## Requirement A
Please transcribe the passage of the unemployment ruling article below from "Ardan was appealing" to "quitting. The Appellate Division affirmed.".
## Requirement B
Write the next part of the unemployment ruling article below, carrying on after its final sentence.

## Text provided
+ + + + +

Justice Anne Patterson. Photo by Carmen Natale

A bare majority of a sharply divided New Jersey Supreme Court on Thursday ruled that a nurse who left one job for health reasons to take a desk job with another employer—but lost the new job after failing a qualification exam—was not entitled to unemployment benefits.

In a 4-3 ruling, the majority ruled that the petitioner, Margo Ardan, failed to make her case that she should be awarded benefits. The majority, in a ruling written by Justice Anne Patterson, said a 2015 amendment to the state’s Unemployment Compensation Law—which was enacted while Ardan’s case was pending and would have allowed to receive benefits—does not apply retroactively.

Chief Justice Stuart Rabner and Justices Faustino Fernandez-Vina and Lee Solomon joined in Patterson’s ruling.

Justice Jaynee LaVecchia, joined by Justices Barry Albin and Walter Timpone, dissented.

Ardan was appealing a decision by the Board of Review of the Department of Labor and Workforce Development denying her application for benefits. Ardan worked for Lourdes Medical Center from September 2010 to November 2012, when she resigned to take a desk job with Alliance Healthcare. Ardan had decided to leave Lourdes because of neck, back and knee problems, which made it difficult to perform her work, part of which involved moving heavy patients, she claimed.

According to documents, she started work with Alliance within five days, but was fired after seven weeks because she was unable to pass a job performance test. She then applied for unemployment benefits, which Lourdes challenged, largely because Ardan never gave the hospital a reason for quitting. The Appellate Division affirmed.

The majority reversed a portion of the Appellate Division ruling that said employees leaving the job had to tell their employers why they were leaving before becoming eligible for benefits.

+ + + + +

## Provided data
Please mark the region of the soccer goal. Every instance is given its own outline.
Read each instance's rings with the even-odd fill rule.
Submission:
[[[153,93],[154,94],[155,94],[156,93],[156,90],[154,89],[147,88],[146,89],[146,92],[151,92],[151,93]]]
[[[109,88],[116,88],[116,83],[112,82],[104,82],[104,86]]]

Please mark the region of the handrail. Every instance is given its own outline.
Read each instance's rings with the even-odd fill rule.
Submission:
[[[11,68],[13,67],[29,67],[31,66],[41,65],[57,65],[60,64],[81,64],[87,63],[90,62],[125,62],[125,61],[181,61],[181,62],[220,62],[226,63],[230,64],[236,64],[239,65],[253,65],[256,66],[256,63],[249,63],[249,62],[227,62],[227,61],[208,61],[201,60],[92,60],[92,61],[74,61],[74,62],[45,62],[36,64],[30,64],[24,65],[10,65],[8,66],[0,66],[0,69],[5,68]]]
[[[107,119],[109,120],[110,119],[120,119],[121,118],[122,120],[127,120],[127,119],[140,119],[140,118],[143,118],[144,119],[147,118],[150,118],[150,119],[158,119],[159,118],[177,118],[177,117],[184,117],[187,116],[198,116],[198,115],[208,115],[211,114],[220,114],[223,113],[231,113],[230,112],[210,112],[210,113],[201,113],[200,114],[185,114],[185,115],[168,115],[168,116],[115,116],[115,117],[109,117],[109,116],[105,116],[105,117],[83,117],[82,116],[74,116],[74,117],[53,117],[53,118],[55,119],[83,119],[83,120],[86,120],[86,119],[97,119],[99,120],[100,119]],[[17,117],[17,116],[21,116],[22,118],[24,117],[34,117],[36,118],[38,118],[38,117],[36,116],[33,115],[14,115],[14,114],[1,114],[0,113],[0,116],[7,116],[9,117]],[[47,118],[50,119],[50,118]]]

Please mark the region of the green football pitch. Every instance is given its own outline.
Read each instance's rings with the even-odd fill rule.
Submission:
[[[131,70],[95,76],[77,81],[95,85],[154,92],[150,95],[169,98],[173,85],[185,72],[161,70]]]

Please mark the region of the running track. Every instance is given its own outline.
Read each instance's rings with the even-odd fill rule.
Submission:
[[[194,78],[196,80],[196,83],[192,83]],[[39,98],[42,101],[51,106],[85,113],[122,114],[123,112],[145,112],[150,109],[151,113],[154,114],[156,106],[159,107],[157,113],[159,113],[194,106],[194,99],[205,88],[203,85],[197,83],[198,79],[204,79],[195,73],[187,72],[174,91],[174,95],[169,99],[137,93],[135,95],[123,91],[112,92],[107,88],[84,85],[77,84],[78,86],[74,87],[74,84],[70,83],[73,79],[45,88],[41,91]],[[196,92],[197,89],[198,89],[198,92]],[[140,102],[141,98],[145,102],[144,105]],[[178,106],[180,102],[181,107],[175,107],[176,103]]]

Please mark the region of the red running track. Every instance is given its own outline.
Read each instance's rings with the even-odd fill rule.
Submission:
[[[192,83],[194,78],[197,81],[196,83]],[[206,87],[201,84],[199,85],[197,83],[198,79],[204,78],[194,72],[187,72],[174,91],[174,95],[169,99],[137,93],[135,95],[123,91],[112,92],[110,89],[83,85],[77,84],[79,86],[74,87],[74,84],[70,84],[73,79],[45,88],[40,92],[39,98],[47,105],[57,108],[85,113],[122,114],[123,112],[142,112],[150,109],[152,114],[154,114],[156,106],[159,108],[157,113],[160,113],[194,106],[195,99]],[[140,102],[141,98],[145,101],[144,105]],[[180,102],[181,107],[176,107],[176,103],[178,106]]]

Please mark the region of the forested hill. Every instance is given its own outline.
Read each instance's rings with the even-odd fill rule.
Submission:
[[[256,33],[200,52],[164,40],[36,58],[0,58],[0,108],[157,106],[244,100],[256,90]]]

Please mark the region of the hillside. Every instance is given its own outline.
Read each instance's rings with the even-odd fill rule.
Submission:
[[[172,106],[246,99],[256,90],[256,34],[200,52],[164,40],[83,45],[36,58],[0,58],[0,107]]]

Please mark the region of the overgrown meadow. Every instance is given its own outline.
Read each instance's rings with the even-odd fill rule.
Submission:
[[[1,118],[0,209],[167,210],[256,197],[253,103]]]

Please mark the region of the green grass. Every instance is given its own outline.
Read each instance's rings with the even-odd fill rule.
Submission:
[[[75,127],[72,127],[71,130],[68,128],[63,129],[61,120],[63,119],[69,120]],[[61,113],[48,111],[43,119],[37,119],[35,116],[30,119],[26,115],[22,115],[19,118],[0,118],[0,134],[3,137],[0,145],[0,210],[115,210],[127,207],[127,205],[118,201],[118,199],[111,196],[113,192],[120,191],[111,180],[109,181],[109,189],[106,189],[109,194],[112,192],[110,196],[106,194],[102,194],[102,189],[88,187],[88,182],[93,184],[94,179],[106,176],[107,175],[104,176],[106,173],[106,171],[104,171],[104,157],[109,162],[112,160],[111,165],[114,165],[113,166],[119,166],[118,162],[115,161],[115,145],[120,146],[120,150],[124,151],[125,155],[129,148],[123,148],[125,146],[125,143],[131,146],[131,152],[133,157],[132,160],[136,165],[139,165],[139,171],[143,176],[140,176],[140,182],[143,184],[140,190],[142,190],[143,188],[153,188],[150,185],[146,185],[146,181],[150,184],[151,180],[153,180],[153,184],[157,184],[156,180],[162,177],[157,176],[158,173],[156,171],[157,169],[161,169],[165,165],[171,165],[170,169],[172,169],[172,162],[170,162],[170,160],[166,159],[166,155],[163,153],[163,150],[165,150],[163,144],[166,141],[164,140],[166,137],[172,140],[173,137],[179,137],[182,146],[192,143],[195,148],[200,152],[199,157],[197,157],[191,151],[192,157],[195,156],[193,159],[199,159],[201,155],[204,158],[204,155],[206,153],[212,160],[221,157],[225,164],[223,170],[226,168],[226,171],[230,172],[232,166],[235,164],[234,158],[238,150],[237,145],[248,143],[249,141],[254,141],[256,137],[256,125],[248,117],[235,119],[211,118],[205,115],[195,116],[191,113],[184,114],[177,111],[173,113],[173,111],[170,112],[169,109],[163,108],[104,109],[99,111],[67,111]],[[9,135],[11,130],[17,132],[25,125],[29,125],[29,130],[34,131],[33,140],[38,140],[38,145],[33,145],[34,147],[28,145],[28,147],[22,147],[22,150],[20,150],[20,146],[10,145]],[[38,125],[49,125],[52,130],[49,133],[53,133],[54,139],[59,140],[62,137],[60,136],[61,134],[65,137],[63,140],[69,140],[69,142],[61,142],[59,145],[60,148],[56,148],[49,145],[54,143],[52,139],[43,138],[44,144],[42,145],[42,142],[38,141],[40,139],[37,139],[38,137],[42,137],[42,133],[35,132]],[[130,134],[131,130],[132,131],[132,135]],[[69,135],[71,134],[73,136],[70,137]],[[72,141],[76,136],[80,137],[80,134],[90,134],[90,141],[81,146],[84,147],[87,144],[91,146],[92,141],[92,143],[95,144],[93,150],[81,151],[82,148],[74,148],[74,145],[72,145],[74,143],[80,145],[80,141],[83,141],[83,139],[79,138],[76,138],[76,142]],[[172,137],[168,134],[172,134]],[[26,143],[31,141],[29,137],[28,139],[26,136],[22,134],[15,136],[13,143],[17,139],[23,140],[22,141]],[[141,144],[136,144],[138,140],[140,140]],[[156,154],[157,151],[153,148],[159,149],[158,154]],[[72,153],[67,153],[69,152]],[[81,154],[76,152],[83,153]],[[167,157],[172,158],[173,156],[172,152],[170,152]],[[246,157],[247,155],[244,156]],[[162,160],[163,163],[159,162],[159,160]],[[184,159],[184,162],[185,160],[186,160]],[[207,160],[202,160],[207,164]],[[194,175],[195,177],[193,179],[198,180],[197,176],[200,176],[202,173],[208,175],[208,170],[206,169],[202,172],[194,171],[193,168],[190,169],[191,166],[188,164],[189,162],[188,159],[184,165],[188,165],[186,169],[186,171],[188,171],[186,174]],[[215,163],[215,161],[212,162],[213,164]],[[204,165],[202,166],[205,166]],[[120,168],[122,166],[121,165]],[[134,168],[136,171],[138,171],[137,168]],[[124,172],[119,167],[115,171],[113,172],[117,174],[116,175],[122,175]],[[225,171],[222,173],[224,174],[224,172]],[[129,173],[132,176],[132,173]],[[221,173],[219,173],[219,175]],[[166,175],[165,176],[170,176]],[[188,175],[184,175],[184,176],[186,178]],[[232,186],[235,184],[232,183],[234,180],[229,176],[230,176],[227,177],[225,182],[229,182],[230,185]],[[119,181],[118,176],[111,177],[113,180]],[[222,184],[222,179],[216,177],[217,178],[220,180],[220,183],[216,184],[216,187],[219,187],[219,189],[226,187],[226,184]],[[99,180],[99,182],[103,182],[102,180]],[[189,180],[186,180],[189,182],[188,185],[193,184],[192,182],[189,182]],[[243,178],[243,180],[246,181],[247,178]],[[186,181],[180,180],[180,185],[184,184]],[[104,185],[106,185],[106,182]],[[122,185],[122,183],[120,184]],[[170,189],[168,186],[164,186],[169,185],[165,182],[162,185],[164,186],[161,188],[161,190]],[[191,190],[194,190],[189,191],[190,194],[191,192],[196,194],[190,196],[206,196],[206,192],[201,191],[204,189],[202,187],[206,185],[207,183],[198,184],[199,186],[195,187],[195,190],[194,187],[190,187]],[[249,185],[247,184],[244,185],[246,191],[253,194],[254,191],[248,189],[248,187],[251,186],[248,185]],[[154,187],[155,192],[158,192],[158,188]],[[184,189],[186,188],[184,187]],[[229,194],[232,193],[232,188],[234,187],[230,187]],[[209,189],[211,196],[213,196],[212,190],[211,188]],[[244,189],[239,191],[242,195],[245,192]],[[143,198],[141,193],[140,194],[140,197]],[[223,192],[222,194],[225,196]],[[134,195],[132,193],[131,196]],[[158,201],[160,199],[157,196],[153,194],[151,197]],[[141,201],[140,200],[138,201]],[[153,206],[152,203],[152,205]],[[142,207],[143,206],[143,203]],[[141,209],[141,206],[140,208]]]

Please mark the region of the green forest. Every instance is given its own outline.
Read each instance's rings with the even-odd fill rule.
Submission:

+ + + + +

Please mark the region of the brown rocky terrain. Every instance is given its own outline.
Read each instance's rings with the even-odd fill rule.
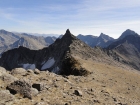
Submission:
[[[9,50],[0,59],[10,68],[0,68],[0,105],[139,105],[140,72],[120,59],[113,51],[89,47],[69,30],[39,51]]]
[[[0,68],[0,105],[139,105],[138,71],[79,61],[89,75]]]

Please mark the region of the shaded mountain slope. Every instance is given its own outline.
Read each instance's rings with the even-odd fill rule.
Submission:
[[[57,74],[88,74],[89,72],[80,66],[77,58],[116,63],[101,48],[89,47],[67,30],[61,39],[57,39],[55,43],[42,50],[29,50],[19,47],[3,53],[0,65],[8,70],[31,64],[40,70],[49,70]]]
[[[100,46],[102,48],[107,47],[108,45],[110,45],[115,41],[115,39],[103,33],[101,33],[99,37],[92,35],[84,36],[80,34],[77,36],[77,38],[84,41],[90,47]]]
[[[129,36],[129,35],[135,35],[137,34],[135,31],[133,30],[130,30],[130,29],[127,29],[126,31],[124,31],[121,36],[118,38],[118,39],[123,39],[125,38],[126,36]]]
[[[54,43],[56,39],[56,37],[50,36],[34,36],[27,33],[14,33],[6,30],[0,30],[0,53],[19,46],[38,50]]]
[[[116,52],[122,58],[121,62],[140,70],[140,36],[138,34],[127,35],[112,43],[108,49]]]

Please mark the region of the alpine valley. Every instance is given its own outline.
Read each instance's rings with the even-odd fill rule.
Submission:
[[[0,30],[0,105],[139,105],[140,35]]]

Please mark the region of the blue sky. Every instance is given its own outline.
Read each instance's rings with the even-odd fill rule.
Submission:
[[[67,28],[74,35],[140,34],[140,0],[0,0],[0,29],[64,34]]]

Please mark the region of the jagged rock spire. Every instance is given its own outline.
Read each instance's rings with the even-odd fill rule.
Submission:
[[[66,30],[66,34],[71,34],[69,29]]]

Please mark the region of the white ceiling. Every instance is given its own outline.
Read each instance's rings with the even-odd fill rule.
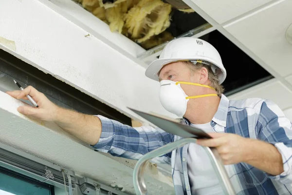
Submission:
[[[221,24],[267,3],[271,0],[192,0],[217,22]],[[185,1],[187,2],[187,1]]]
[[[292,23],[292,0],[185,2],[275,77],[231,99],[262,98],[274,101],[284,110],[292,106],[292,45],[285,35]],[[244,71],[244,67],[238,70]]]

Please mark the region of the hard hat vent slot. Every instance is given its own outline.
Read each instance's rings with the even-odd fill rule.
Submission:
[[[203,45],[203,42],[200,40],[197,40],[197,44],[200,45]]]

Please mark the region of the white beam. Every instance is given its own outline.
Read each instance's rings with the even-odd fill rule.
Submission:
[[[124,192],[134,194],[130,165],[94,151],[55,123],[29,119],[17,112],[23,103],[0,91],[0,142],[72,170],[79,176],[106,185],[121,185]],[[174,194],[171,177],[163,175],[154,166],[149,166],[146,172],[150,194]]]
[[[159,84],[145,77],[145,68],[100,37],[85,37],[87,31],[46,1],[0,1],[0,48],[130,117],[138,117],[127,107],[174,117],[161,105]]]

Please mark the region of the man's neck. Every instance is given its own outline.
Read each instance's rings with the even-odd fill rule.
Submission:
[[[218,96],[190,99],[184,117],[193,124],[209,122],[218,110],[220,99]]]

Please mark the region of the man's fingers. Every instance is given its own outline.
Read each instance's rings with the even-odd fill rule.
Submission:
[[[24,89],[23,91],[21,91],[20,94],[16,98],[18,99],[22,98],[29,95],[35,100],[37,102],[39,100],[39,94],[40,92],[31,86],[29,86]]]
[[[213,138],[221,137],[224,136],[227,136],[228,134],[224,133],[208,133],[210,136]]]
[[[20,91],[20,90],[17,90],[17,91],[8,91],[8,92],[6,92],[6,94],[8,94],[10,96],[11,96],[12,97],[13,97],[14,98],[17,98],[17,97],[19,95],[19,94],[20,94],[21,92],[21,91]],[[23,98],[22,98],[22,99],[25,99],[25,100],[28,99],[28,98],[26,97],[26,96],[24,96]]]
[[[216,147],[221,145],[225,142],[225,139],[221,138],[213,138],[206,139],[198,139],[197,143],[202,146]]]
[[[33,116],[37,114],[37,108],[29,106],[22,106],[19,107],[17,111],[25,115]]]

+ + + + +

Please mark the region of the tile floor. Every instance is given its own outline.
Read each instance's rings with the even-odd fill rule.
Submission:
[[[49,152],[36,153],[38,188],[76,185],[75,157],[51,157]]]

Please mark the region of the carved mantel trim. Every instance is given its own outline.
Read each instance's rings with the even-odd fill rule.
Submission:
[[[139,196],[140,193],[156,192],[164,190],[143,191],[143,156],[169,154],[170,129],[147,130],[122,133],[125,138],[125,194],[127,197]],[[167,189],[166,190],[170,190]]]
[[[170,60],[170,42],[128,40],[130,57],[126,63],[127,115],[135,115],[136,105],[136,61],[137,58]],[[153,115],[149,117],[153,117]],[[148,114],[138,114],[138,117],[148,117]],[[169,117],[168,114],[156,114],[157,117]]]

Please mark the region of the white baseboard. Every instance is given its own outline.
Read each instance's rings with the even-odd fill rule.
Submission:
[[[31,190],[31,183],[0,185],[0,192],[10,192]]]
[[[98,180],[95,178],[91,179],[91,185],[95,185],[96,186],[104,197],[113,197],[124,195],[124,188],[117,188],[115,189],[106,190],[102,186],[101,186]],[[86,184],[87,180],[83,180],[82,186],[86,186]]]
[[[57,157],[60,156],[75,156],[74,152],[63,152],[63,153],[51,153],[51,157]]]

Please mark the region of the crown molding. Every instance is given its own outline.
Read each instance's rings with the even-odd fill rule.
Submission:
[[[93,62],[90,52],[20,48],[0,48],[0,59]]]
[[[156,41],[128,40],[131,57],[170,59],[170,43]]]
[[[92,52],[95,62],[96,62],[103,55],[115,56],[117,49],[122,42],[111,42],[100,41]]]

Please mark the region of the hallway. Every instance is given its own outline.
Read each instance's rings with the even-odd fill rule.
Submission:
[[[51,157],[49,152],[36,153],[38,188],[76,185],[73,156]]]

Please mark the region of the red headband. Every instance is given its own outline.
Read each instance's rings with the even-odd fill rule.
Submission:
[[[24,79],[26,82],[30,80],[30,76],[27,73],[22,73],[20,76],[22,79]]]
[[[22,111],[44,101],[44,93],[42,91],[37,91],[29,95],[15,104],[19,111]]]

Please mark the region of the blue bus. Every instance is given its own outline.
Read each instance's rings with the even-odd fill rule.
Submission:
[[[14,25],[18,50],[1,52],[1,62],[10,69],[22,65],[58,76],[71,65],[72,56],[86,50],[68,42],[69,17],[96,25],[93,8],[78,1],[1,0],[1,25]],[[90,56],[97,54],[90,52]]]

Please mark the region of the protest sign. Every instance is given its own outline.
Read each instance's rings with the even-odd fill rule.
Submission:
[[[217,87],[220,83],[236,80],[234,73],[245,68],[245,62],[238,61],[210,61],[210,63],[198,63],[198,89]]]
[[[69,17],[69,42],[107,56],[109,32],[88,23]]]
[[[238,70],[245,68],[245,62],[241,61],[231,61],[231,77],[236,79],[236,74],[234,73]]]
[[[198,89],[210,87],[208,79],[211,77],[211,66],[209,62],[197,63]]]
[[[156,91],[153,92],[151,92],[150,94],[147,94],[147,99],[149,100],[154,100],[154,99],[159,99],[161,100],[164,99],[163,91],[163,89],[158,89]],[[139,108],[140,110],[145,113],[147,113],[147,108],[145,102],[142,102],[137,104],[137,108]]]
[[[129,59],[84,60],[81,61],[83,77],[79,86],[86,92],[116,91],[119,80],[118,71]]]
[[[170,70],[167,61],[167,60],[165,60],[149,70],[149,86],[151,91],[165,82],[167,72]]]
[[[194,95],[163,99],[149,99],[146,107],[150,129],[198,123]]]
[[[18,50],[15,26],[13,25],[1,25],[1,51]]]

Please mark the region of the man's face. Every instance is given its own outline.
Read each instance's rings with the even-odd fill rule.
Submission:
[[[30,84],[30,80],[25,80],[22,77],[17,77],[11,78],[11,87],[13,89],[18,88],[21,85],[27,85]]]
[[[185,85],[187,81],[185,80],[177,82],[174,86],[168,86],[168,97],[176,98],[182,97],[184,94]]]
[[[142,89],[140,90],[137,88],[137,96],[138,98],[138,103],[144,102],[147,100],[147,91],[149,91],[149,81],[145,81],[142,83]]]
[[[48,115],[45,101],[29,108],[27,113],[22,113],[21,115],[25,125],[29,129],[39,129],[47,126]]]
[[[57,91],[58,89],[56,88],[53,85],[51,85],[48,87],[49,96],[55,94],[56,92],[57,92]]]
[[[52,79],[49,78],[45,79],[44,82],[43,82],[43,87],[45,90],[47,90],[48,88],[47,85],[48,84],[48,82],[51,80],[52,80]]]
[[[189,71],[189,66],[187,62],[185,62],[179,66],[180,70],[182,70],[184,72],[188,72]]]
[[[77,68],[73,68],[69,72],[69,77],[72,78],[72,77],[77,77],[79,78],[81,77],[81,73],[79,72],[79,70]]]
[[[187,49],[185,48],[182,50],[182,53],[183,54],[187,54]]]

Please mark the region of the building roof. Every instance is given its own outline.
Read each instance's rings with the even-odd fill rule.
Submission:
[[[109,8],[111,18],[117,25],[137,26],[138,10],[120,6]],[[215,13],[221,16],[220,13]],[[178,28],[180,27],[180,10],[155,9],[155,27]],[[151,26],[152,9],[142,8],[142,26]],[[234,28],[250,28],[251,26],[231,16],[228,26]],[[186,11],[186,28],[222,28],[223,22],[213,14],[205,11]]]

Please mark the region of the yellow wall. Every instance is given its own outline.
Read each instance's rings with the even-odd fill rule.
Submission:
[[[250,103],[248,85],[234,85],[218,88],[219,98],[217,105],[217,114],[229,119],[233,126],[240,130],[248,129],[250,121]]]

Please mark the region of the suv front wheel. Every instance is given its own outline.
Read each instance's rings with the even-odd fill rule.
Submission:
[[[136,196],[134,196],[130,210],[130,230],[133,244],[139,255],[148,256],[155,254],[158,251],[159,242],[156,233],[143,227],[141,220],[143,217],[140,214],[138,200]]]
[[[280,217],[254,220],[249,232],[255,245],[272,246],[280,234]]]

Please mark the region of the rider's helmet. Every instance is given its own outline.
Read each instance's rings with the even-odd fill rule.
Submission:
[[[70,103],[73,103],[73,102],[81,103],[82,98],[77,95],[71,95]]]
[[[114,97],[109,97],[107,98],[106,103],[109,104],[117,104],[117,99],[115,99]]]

+ + + + +

## Exercise response A
Ardan was appealing a decision by the Board of Review of the Department of Labor and Workforce Development denying her application for benefits. Ardan worked for Lourdes Medical Center from September 2010 to November 2012, when she resigned to take a desk job with Alliance Healthcare. Ardan had decided to leave Lourdes because of neck, back and knee problems, which made it difficult to perform her work, part of which involved moving heavy patients, she claimed.

According to documents, she started work with Alliance within five days, but was fired after seven weeks because she was unable to pass a job performance test. She then applied for unemployment benefits, which Lourdes challenged, largely because Ardan never gave the hospital a reason for quitting. The Appellate Division affirmed.

## Exercise response B
“We do not view [the unemployment compensation statute] to generally impose a notice-and-inquiry requirement on every claimant who has departed her work because that work aggravated a medical condition,” Patterson said.

Aradan, however, should have at least discussed with Lourdes the possibility of a different work assignment, Patterson said.

The majority said that the 2015 amendment—which provides an exception to disqualification from benefits for voluntarily leaving where the employee leaves because of a health condition not caused by, but aggravated by, a current job—should not be retroactively applied to Ardan.

In her dissent, LaVecchia said the majority’s interpretation of the statute in Ardan’s case ran afoul of its “remedial and beneficial” purposes.

“Ardan believes she met this exception, and her position is supported by uncontroverted testimony before the appeal tribunal,” LaVecchia said.

“No statute or regulation requires that she make a futile application as a condition of later receiving unemployment benefits,” she added.

Ardan was represented by Sarah Hymowitz of Legal Services of New Jersey. She said that while she was disappointed for her client, she was gratified that the court rejected the blanket notice-and-inquiry rule.

The Department of Labor and Workforce Development was represented by the Attorney General’s Office, which referred inquiries back to the department. The department did not respond to a request for comment.